━━ Given passage
Have a look at the maps to the left: The smaller map represents Quinn's district: mostly, the West Side, from Canal Street to 54th Street. Within her district are part or all of 3 sanitation districts: about half of MN2, MN4 & MN5.

Get this! There are facilities that serve 6 -- yes, that's right, SIX -- garbage facilities in Quinn's council district. Now how's that for bringing home the bacon?! The only problem is, of course, that the bacon she's bringing home to her district is left-over from this morning's breakfast.

Then there's an even more scorching fact: most of them are in Hudson Square and Chelsea, the latter supposedly being her home base, her source of power, the power in her pumps. What's even more despicable is the way that Quinn works so hard to keep Community Board 2 (Hudson Square) and CB 4 (Chelsea) at each other's throats: by suggesting that one of us simply wants to dump on the other.

Remember Robert Trentlyon? During the City Council hearings on the 3-district Sanitation facility that Deputy Mayor Ed Skyler, Dan Klein from the Department of Sanitation and -- yes, you guessed the Third Mouseketeer! -- Christine Quinn wants to ram down the neighborhood's collective throats, old (really old) Bob just couldn't say enough bad things about CB 2 -- he even had the audacity to say that we didn't really need any more park space (mind you, CB 2 has the second lowest green space to resident ratio in the City)! At the time, this really angered me.
━━━━
━━ Data shown
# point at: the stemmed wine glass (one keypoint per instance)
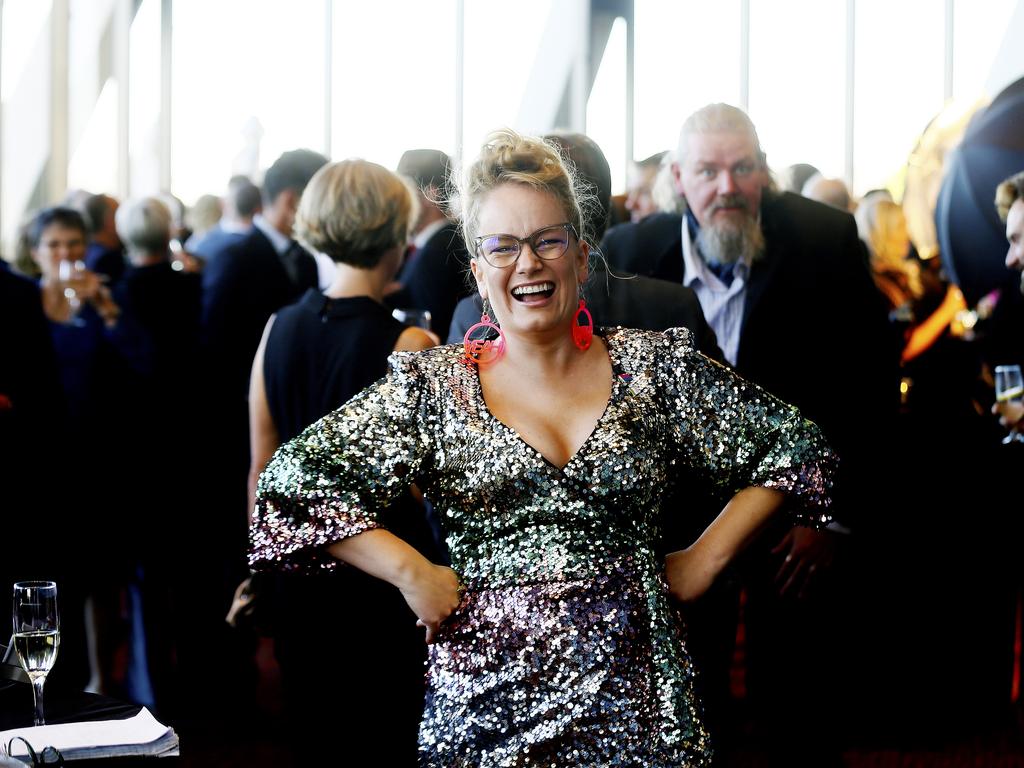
━━━━
▶ **Set tasks**
[1] Who are all the people named in the passage on Quinn's district? Give each name once.
[2] Summarize the passage on Quinn's district in two sentences.
[3] Answer these questions from the passage on Quinn's district:
(a) Between which two streets does the district mostly run?
(b) What agency is Dan Klein from?
(c) In which ratio does CB 2 rank second lowest in the City?

▶ **In response**
[1]
Christine Quinn
Robert Trentlyon
Ed Skyler
Dan Klein

[2] Christine Quinn's council district, mostly the West Side from Canal Street to 54th Street, includes parts of three sanitation districts, and most of its garbage facilities sit in Hudson Square and Chelsea. The passage accuses Quinn of keeping Community Board 2 and Community Board 4 at each other's throats, and it recalls Robert Trentlyon attacking CB 2 at City Council hearings on a 3-district sanitation facility.

[3]
(a) Canal Street and 54th Street
(b) The Department of Sanitation
(c) The green space to resident ratio